• [Extracted entries]
________________________

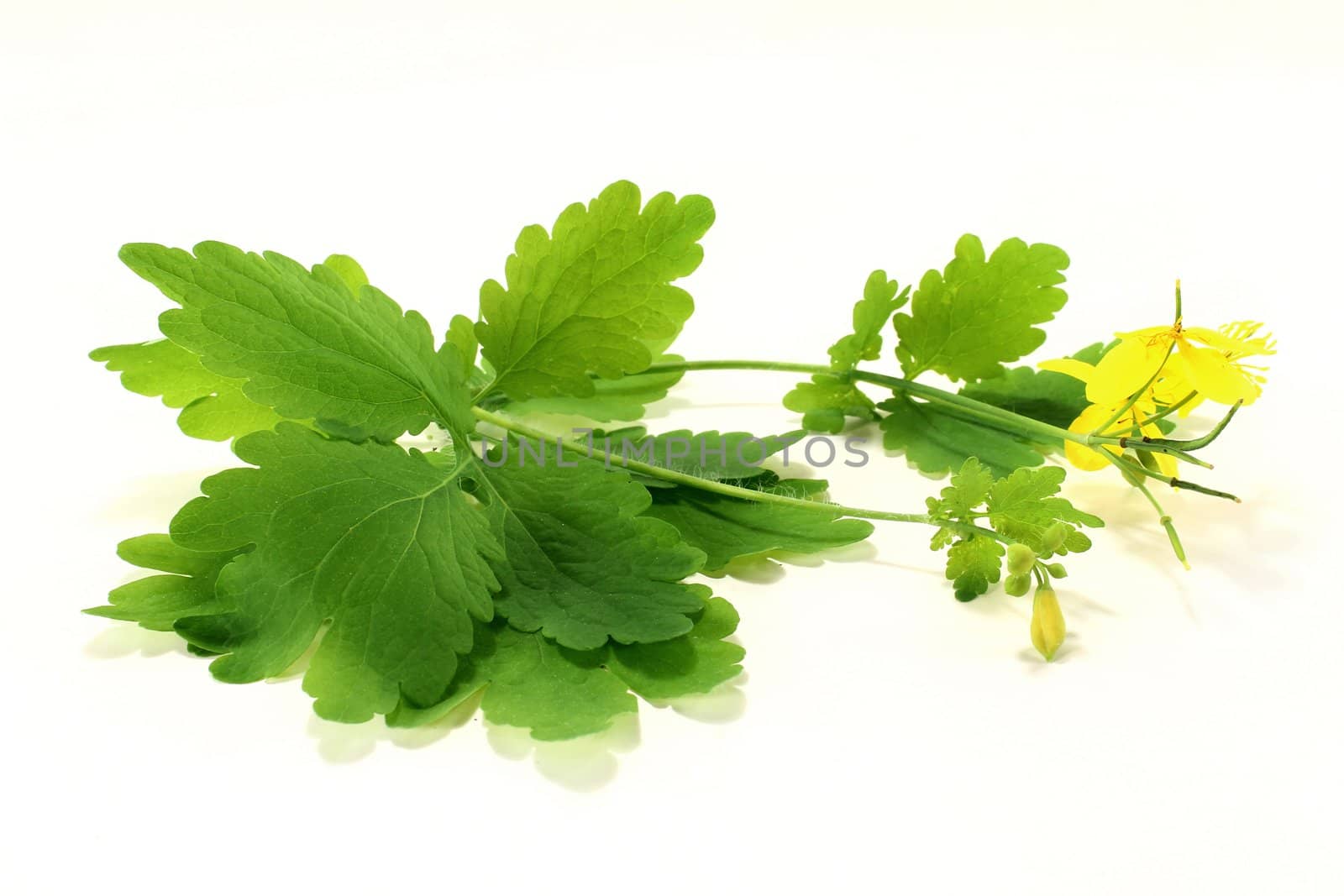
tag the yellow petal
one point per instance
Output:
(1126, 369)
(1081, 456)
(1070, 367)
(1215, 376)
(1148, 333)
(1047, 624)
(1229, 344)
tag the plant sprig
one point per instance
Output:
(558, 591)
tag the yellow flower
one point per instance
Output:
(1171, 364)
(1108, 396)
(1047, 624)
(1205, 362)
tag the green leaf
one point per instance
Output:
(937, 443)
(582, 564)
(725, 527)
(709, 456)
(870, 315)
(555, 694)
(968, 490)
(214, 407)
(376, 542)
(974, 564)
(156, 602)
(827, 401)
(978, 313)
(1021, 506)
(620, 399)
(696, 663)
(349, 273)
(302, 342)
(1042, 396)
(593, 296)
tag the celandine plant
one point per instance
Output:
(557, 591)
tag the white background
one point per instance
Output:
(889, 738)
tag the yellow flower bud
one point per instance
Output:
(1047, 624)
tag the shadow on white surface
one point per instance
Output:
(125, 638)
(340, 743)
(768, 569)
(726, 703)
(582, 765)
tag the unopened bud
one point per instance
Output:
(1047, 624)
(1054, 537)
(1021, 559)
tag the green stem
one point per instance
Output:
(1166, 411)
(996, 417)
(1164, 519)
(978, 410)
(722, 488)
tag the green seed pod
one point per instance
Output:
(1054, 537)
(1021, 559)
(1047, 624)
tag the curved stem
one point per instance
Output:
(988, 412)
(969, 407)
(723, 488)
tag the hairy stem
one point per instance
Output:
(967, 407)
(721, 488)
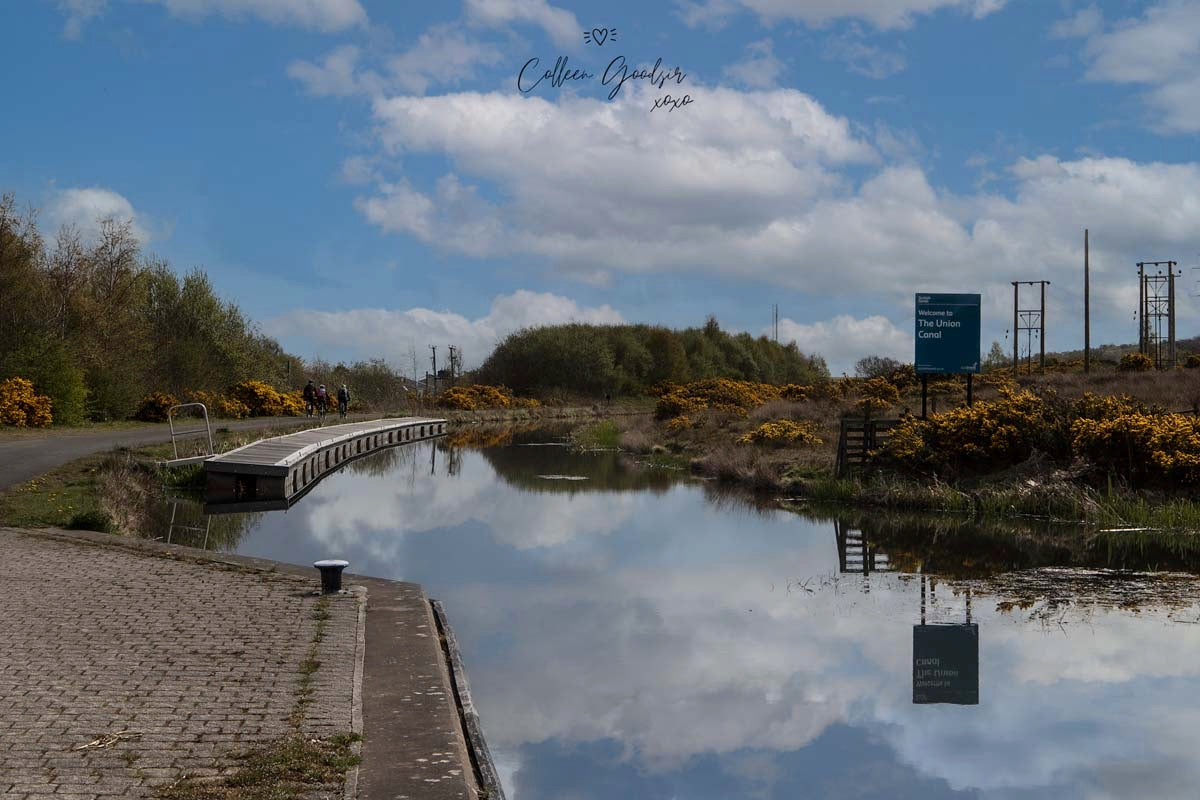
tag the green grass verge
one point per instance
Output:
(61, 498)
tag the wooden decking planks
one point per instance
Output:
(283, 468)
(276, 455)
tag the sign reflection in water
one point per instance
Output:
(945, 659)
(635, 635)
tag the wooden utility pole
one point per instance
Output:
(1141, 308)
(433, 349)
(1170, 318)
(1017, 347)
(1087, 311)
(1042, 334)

________________________

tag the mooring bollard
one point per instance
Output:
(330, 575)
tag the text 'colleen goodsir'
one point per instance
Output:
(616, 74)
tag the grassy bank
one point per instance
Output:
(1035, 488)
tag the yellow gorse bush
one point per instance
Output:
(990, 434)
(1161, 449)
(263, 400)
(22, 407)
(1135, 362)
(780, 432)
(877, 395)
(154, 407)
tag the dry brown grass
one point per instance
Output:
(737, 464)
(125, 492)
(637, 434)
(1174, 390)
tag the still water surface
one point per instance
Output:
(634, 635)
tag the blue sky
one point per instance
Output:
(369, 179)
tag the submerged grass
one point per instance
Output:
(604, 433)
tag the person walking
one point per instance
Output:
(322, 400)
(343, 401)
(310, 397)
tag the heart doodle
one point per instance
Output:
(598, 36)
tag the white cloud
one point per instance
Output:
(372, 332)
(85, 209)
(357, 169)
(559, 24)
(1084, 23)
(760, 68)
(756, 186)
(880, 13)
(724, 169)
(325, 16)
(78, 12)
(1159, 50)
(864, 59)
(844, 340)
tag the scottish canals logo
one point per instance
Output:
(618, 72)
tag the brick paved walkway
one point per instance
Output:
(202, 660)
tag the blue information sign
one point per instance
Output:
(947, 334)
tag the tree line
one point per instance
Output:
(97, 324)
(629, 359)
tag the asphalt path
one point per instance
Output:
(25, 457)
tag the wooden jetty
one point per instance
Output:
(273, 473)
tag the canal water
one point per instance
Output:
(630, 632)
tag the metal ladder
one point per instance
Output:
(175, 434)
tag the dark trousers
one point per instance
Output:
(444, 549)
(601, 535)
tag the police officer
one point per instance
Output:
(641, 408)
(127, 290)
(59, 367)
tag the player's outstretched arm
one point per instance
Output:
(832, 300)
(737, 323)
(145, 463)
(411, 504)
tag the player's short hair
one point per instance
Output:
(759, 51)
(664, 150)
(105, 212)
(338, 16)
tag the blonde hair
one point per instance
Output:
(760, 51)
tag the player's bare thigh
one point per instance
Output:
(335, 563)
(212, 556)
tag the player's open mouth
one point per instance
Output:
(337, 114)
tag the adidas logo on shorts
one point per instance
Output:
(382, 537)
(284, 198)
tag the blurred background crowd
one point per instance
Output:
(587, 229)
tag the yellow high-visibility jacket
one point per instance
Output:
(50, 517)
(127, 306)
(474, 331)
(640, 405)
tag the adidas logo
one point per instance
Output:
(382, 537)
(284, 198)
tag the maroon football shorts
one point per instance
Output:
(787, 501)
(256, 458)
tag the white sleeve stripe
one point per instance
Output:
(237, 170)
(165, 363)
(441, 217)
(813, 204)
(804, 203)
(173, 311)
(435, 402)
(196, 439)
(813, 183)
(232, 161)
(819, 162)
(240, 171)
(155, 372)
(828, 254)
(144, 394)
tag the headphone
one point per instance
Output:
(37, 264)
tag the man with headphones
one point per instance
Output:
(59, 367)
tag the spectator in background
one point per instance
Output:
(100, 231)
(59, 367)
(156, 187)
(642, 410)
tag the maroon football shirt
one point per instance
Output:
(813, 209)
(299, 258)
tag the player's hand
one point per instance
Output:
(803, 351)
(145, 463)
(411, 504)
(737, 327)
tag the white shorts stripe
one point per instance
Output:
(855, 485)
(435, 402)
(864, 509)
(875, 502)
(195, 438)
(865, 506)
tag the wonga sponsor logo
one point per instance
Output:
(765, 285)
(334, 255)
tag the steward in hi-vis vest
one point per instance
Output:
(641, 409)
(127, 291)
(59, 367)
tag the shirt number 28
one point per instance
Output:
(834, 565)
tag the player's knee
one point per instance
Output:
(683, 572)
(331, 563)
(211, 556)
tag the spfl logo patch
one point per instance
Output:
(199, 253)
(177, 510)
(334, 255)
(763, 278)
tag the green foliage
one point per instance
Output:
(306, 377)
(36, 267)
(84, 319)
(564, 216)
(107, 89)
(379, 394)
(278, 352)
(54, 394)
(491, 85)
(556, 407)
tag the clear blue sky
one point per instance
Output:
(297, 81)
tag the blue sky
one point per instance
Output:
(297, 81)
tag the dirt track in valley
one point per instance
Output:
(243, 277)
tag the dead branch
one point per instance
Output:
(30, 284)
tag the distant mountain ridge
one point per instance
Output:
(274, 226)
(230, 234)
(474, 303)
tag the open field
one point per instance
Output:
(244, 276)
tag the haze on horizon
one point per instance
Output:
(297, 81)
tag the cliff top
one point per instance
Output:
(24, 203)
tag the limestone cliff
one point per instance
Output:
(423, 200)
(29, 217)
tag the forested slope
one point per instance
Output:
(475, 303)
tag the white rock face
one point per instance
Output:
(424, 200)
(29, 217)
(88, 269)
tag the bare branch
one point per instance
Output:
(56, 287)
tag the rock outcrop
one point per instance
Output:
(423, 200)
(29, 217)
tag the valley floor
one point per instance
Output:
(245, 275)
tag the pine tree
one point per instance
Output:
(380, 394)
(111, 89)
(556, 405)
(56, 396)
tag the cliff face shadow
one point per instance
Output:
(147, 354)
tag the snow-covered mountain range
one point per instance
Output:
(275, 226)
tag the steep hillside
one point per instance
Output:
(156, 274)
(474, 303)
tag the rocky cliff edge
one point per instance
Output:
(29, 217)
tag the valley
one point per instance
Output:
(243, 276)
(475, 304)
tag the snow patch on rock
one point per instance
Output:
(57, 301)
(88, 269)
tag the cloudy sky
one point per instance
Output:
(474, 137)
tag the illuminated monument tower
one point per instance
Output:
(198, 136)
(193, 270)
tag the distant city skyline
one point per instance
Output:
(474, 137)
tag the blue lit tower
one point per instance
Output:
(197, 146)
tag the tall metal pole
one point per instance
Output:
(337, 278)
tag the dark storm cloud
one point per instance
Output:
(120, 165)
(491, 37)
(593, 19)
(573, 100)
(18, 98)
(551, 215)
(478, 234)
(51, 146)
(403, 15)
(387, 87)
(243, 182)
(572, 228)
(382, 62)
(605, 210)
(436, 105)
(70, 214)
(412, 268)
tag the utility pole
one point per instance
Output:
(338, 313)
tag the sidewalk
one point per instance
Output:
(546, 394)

________________________

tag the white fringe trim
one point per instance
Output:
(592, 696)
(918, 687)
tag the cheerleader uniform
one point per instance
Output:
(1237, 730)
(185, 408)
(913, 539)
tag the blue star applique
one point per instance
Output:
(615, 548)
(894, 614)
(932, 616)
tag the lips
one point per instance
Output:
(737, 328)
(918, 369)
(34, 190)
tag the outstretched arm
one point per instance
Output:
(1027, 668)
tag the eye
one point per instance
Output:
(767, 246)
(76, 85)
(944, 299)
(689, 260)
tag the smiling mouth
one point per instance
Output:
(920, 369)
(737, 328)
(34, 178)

________________________

• [Short task] Can you copy out the lines of the data word for word, from the line containing "tag the yellow gorse bush" down to the line containing "(1174, 390)", both included?

• [Task response]
tag the yellow gorse bush
one point per instance
Output:
(990, 434)
(1161, 449)
(263, 400)
(22, 407)
(1135, 362)
(780, 432)
(877, 395)
(154, 407)
tag the dry brown grass
one point per instance
Output:
(737, 464)
(125, 492)
(637, 434)
(1174, 390)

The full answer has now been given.